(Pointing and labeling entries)

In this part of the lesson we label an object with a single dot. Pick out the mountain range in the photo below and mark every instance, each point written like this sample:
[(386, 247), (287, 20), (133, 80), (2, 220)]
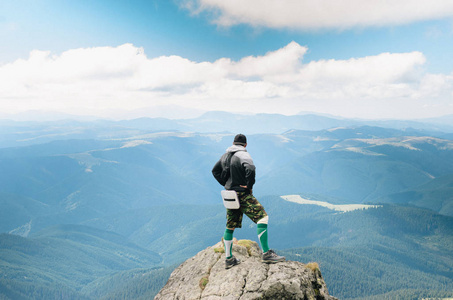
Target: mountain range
[(94, 203)]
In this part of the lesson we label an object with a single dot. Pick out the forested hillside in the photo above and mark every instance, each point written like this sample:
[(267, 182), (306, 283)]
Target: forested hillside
[(106, 210)]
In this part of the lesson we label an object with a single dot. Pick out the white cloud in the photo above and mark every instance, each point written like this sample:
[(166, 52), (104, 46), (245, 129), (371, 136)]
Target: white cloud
[(319, 14), (114, 80)]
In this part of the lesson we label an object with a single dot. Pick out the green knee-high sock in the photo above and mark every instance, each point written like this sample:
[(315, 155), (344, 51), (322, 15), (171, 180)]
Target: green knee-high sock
[(262, 235), (228, 242)]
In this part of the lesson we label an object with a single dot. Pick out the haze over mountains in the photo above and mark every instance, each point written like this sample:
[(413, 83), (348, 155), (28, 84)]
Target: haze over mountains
[(139, 195)]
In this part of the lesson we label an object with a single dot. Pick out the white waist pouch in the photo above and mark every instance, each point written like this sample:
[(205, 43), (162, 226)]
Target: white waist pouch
[(230, 199)]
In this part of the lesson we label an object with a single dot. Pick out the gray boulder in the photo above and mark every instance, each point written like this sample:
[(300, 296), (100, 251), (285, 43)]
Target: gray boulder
[(204, 277)]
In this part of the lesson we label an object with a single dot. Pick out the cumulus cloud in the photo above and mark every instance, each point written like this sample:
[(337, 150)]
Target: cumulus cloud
[(319, 14), (105, 79)]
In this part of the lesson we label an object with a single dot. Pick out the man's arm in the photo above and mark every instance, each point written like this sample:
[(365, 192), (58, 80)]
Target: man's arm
[(249, 175), (217, 171)]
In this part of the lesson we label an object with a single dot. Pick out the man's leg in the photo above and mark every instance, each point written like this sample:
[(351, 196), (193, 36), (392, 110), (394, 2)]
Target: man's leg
[(228, 242), (261, 230), (255, 211), (234, 220)]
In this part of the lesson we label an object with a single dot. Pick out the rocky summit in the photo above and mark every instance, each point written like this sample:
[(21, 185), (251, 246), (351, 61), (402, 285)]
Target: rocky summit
[(204, 277)]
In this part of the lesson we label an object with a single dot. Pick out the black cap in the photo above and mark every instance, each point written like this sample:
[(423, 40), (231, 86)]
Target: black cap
[(240, 139)]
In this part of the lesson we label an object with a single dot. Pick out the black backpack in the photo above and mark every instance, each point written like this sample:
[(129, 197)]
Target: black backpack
[(226, 169)]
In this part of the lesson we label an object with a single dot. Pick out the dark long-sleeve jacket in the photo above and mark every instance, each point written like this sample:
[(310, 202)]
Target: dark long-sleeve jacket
[(242, 169)]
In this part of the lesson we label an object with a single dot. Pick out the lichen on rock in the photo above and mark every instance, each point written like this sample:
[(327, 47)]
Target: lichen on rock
[(204, 277)]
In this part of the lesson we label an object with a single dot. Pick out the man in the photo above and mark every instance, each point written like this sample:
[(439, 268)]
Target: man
[(241, 180)]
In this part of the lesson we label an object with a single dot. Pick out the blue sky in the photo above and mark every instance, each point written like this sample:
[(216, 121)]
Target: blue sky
[(360, 59)]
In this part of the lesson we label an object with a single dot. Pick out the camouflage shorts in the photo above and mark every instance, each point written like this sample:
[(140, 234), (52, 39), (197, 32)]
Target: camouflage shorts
[(249, 206)]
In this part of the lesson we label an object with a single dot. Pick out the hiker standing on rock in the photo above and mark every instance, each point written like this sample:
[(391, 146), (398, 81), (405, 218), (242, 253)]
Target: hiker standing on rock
[(236, 172)]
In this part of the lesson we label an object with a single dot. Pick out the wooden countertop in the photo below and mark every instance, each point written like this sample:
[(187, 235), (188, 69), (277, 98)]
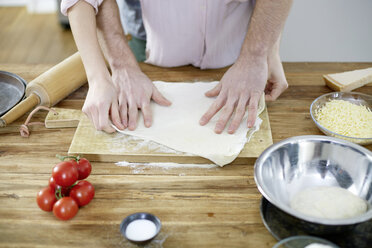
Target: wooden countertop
[(198, 207)]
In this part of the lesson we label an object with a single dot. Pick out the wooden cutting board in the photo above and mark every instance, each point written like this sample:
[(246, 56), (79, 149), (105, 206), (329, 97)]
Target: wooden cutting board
[(100, 146)]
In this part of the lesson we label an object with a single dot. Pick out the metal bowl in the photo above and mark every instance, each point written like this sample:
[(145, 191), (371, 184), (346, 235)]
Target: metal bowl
[(294, 164), (303, 241), (12, 91), (140, 216), (353, 97)]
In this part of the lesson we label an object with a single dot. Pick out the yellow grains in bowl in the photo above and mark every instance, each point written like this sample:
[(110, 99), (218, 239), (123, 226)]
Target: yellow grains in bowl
[(346, 118)]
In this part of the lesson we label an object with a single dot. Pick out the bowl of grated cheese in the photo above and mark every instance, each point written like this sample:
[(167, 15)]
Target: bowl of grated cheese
[(345, 115)]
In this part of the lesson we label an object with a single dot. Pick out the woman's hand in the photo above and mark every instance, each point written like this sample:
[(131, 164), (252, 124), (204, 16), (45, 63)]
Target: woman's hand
[(101, 105), (241, 86), (135, 91)]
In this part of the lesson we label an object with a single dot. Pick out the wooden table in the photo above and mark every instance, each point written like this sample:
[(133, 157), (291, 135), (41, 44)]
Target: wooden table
[(198, 207)]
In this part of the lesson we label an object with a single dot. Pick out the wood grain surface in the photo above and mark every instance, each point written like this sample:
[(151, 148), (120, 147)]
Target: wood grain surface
[(198, 207)]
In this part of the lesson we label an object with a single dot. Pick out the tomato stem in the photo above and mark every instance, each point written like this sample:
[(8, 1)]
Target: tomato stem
[(58, 193), (62, 158)]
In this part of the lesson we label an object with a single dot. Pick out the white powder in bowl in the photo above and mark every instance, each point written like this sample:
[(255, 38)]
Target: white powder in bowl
[(140, 230), (328, 203), (317, 245)]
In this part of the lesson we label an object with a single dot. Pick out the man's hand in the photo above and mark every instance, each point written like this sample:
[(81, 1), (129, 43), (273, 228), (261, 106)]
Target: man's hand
[(276, 82), (135, 91), (101, 103), (241, 86)]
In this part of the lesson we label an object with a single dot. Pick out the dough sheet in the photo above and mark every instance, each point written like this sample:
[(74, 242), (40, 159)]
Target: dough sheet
[(177, 126)]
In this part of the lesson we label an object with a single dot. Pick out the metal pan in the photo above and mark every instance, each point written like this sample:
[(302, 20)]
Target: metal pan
[(12, 91)]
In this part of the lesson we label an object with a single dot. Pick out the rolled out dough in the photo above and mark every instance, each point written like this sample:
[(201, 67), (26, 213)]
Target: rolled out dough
[(177, 126)]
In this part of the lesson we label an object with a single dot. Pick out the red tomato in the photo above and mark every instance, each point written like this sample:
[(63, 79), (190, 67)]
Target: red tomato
[(82, 193), (65, 174), (84, 168), (65, 208), (52, 183), (46, 199)]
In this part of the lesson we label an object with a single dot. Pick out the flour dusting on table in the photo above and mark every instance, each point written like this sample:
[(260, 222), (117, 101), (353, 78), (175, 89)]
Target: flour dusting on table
[(138, 168)]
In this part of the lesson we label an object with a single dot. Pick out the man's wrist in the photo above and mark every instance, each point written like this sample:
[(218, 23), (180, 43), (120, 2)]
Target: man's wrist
[(248, 59)]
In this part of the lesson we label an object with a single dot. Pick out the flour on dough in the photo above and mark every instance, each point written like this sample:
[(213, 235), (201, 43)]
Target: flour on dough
[(328, 203), (177, 126)]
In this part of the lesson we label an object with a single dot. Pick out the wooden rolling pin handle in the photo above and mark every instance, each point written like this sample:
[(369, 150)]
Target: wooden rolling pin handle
[(26, 105)]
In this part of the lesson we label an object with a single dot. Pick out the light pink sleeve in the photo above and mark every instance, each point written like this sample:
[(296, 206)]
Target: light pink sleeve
[(66, 4)]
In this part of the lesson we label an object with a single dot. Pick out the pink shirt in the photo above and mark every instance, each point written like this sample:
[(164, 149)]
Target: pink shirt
[(203, 33)]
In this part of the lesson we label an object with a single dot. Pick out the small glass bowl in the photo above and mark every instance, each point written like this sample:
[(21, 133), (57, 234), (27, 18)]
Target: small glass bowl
[(353, 97), (302, 242)]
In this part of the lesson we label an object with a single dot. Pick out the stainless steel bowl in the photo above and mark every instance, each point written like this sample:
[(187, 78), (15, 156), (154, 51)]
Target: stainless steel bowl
[(140, 216), (294, 164), (353, 97), (12, 91), (302, 242)]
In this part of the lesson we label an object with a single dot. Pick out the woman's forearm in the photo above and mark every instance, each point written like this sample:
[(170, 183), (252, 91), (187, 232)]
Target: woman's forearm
[(112, 38), (83, 25)]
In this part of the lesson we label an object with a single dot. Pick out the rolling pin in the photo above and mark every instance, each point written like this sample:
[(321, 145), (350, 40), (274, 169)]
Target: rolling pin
[(50, 87)]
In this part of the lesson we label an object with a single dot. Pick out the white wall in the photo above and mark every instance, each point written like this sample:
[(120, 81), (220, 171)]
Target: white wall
[(328, 30), (316, 30)]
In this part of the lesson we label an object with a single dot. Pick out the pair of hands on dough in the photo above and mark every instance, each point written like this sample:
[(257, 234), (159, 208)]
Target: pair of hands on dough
[(121, 96)]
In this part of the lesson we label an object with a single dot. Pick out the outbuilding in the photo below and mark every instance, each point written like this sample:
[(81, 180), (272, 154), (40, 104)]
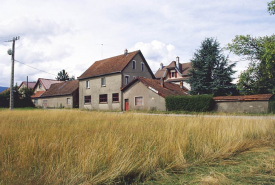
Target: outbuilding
[(149, 94), (243, 104)]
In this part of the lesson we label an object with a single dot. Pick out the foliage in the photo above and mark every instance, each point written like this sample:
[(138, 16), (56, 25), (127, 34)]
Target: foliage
[(64, 76), (73, 147), (259, 77), (196, 103), (271, 7), (210, 73), (19, 99)]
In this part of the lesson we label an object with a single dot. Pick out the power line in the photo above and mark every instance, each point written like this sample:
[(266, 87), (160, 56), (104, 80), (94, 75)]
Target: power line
[(34, 67)]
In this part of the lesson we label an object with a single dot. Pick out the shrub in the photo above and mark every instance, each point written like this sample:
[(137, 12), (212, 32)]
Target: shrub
[(197, 103)]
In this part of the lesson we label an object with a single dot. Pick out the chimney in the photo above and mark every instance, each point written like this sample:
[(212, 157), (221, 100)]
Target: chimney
[(161, 82), (178, 62), (125, 52), (181, 85)]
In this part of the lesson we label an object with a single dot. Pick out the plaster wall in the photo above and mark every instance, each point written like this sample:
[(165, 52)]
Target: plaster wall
[(113, 84), (242, 107), (151, 100)]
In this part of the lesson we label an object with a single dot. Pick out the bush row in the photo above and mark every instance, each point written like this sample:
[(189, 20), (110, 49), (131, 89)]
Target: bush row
[(196, 103)]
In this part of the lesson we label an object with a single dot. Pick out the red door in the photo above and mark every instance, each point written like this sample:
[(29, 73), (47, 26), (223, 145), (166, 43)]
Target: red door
[(126, 104)]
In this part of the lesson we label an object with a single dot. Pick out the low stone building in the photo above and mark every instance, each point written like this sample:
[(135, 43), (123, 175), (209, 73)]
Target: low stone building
[(63, 95), (149, 94), (243, 104)]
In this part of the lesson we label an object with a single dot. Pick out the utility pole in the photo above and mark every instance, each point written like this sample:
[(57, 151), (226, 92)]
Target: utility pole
[(11, 52)]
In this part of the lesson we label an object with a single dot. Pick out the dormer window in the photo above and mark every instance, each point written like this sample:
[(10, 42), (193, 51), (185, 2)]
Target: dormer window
[(134, 64)]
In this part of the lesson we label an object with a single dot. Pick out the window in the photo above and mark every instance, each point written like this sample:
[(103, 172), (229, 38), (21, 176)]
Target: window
[(138, 101), (87, 99), (126, 80), (35, 101), (142, 66), (103, 98), (173, 74), (134, 64), (115, 97), (87, 84), (68, 101), (103, 82)]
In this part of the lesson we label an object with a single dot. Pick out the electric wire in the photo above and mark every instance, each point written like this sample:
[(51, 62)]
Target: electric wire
[(34, 67)]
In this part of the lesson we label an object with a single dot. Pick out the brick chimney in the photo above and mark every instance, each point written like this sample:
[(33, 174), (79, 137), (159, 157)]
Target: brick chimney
[(161, 82), (125, 52), (178, 62)]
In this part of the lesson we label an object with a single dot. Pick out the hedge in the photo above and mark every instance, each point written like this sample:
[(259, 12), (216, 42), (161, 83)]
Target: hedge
[(196, 103)]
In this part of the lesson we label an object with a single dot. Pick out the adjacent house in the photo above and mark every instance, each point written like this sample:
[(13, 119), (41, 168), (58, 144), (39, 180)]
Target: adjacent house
[(63, 95), (40, 87), (149, 94), (25, 84), (175, 72), (258, 103), (100, 85)]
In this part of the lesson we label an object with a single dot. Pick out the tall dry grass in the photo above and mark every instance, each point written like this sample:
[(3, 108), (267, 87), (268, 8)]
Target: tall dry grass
[(72, 147)]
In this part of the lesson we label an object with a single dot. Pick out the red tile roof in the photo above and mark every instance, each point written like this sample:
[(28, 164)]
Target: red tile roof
[(109, 65), (184, 68), (257, 97), (61, 89), (46, 83), (168, 89), (30, 84), (37, 94)]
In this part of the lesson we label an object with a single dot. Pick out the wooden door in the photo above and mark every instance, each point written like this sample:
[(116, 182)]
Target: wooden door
[(126, 104)]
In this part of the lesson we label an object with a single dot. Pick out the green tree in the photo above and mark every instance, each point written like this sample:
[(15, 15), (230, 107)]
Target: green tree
[(260, 51), (210, 73), (64, 76), (271, 7)]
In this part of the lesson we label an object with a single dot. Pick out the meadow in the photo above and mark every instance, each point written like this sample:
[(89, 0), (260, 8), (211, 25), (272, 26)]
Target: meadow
[(76, 147)]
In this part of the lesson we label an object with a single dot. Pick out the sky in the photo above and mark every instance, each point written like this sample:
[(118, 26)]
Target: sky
[(72, 35)]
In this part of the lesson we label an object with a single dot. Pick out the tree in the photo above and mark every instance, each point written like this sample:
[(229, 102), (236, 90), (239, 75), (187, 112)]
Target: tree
[(260, 51), (64, 76), (271, 7), (210, 73)]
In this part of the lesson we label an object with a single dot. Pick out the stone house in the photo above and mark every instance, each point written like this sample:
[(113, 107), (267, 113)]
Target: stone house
[(62, 95), (100, 85), (41, 86), (175, 72), (258, 103), (149, 94)]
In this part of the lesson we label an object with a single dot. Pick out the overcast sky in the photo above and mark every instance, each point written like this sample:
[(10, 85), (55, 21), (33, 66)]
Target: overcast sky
[(72, 35)]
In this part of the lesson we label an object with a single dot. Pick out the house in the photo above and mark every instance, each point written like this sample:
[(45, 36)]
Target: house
[(175, 72), (100, 84), (40, 87), (243, 104), (63, 95), (149, 94)]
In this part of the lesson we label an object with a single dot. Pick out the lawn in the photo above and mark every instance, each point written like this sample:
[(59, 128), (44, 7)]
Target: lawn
[(74, 147)]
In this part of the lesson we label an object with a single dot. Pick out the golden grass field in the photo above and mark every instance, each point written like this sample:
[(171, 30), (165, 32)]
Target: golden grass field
[(74, 147)]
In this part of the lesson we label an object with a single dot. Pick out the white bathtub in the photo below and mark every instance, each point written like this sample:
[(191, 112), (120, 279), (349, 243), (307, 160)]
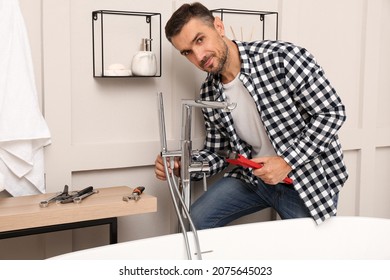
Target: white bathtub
[(337, 238)]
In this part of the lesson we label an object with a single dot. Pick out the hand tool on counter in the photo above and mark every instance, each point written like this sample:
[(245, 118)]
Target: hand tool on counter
[(135, 195), (79, 199), (238, 159), (72, 196), (58, 197)]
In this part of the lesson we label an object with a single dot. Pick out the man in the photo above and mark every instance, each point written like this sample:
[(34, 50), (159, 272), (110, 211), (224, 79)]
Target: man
[(287, 118)]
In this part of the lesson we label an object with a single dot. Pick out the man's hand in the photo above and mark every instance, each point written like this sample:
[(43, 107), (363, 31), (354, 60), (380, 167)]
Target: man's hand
[(160, 171), (274, 169)]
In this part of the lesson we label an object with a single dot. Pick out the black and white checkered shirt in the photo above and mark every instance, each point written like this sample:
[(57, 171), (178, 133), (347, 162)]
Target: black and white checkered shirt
[(301, 113)]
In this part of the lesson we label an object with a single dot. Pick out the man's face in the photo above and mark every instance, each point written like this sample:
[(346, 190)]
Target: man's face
[(202, 45)]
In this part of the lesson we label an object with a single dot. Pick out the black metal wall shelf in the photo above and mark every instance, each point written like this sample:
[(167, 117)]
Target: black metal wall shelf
[(116, 37), (267, 19)]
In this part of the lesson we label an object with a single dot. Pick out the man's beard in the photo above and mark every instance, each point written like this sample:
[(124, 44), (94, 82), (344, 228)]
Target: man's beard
[(222, 60)]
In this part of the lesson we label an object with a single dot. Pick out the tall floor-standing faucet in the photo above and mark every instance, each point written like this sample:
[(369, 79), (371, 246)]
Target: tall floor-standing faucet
[(180, 192)]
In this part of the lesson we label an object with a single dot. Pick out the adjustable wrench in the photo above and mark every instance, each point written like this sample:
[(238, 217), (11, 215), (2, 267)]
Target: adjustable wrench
[(135, 195), (55, 198)]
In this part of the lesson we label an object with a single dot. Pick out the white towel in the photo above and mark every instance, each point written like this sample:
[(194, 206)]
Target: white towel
[(23, 130)]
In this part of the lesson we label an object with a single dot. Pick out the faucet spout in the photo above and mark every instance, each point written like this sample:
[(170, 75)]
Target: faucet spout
[(210, 104)]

What you have to do: Please render the lines of the listing as a Markdown table with the columns Row and Listing line. Begin at the line that contains "the red tomato", stop after the line that contains "183), (46, 199)]", skip any blank lines, and include nothing beyond that range.

Response to this exercise:
| Row | Listing line |
|---|---|
| 1 | In this part of the lesson we label an object with a single dot. Pick out the red tomato in the photo above and mark every instance, each point written like this sample: |
| 2 | [(63, 79), (190, 67)] |
| 3 | Target: red tomato |
| 4 | [(82, 193), (65, 174), (84, 168), (65, 208), (52, 183), (46, 199)] |